## Textauszug:
Süddeutsche Zeitung

Australian Open:Mülltonnentag in Melbourne

Lys, Korpatsch, Otte, Altmaier, Niemeier, Hanfmann: Kein deutscher Profi übersteht am Auftakttag der Australian Open die erste Runde. Chancen hatten fast alle, doch in den engen Phasen zeigt sich: Die Gegner sind furchtloser.

Von Gerald Kleffmann, Melbourne

Die 111. Auflage der Australian Open begann um 11 Uhr an diesem Montagvormittag, jedes Mal ist es faszinierend zu erleben, wie diese monströse Veranstaltung am Yarra River hochgefahren wird. Das passiert nicht behutsam. Das geht von null auf hundert. Sobald die Schranken öffnen, strömen die Menschen auf die weitläufige Anlage, fluten die Wege, keine Stunde später haben sich alle wie Arbeitsbienen verteilt.

## Aufgabe 1:
Such aus den Zeilen unten jede heraus, in der das Wort „dark“ vorkommt, und schreib sie ab.

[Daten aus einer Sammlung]
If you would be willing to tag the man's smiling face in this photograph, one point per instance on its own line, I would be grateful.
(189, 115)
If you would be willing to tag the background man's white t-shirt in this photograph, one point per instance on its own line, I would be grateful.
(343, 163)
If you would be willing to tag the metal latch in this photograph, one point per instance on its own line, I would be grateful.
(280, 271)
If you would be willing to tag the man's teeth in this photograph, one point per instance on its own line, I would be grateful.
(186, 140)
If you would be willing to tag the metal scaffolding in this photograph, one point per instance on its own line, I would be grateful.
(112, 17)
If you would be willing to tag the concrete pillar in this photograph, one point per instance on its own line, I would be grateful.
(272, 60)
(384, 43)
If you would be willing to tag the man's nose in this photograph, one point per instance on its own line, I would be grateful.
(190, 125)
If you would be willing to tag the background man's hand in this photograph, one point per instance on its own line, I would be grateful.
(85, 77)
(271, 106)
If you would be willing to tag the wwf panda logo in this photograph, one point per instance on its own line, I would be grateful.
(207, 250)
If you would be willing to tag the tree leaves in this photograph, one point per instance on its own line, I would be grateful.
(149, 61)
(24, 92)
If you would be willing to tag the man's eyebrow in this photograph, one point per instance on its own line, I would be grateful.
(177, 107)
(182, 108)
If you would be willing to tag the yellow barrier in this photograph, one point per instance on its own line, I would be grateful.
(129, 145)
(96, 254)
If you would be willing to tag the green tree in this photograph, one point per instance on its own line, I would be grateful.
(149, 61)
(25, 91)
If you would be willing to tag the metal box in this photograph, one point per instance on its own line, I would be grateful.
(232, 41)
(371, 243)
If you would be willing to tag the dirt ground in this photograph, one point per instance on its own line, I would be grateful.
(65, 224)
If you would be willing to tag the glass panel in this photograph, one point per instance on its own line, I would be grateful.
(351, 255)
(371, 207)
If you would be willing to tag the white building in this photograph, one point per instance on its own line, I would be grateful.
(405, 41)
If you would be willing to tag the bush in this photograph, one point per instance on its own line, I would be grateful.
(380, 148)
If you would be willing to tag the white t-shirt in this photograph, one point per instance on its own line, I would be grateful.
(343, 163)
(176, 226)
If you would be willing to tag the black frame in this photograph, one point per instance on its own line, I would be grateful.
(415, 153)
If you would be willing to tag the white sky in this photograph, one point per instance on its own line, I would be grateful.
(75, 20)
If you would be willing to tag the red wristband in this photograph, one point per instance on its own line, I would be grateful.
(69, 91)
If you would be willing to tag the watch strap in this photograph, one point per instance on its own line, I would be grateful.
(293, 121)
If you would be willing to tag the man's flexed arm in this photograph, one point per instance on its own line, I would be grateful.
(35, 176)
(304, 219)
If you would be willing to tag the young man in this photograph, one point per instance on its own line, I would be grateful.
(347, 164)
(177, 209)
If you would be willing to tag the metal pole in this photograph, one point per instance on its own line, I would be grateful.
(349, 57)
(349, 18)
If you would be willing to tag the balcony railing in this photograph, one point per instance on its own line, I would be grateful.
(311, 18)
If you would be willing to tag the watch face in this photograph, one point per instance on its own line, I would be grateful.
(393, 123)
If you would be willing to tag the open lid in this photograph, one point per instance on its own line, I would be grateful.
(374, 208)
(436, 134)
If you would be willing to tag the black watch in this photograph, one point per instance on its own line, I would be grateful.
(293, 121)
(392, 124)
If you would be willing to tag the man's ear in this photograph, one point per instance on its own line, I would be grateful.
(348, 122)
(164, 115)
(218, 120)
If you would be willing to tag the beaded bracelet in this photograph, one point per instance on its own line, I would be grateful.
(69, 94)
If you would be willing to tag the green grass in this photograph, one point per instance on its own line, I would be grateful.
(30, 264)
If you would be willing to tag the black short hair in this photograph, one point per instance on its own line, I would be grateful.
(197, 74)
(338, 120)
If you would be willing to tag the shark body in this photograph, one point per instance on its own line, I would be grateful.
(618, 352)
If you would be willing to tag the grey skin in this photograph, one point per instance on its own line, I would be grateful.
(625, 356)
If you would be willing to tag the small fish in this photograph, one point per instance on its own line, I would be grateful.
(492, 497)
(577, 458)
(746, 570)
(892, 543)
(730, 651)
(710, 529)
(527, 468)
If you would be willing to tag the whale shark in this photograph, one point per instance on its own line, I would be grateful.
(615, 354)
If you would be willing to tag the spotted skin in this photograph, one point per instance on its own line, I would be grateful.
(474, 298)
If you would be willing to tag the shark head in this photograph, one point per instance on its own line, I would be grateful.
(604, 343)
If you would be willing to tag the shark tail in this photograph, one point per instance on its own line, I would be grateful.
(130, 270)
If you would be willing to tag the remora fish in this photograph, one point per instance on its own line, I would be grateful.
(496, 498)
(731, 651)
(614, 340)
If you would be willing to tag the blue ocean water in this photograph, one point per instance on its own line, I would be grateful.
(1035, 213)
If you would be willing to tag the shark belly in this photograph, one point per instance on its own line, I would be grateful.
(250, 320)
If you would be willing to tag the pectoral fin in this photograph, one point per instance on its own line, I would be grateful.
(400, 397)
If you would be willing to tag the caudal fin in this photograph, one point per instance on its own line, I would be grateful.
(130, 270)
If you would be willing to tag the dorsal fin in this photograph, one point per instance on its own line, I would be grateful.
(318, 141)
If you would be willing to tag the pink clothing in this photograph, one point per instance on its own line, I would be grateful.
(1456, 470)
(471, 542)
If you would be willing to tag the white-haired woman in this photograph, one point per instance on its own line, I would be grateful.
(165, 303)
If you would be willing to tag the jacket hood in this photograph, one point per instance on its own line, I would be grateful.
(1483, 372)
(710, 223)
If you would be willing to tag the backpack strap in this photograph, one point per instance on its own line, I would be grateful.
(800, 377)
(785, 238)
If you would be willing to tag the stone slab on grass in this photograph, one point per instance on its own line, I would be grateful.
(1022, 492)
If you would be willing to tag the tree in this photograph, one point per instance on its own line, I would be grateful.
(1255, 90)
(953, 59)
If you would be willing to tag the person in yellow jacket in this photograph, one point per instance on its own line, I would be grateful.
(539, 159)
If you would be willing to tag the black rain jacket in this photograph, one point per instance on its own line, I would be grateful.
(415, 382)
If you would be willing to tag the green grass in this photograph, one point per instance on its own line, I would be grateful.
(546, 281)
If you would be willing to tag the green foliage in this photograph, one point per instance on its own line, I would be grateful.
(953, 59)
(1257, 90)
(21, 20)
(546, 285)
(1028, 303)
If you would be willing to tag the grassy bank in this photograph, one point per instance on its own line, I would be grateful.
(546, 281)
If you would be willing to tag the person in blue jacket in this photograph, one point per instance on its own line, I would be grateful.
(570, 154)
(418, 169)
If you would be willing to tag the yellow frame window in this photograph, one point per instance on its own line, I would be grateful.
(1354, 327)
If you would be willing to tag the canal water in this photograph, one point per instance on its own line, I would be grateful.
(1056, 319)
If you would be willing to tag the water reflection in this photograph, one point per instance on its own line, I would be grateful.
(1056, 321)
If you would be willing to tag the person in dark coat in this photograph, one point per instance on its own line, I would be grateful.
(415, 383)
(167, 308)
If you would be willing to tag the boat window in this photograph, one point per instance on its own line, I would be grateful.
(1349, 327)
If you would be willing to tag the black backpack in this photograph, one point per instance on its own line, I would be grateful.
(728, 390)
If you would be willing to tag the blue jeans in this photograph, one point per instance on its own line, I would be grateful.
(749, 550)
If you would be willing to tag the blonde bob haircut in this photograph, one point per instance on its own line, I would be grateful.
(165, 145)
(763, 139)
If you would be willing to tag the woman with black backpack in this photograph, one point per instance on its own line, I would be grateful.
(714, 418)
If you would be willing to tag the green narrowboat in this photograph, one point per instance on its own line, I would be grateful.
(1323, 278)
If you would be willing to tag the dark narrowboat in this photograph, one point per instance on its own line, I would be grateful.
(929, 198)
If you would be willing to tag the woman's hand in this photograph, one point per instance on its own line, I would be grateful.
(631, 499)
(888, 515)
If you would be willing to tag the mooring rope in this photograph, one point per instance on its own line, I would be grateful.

## Aufgabe 2:
Gib aus dem Artikel über die Australian Open alles von „Lys, Korpatsch, Otte, Altmaier, Niemeier, Hanfmann: Kein“ bis hinunter zu „alle wie Arbeitsbienen verteilt.“ wortgetreu wieder.

## Richtige Antwort 1:
If you would be willing to tag the person in dark coat in this photograph, one point per instance on its own line, I would be grateful.
If you would be willing to tag the dark narrowboat in this photograph, one point per instance on its own line, I would be grateful.

## Richtige Antwort 2:
Lys, Korpatsch, Otte, Altmaier, Niemeier, Hanfmann: Kein deutscher Profi übersteht am Auftakttag der Australian Open die erste Runde. Chancen hatten fast alle, doch in den engen Phasen zeigt sich: Die Gegner sind furchtloser.

Von Gerald Kleffmann, Melbourne

Die 111. Auflage der Australian Open begann um 11 Uhr an diesem Montagvormittag, jedes Mal ist es faszinierend zu erleben, wie diese monströse Veranstaltung am Yarra River hochgefahren wird. Das passiert nicht behutsam. Das geht von null auf hundert. Sobald die Schranken öffnen, strömen die Menschen auf die weitläufige Anlage, fluten die Wege, keine Stunde später haben sich alle wie Arbeitsbienen verteilt.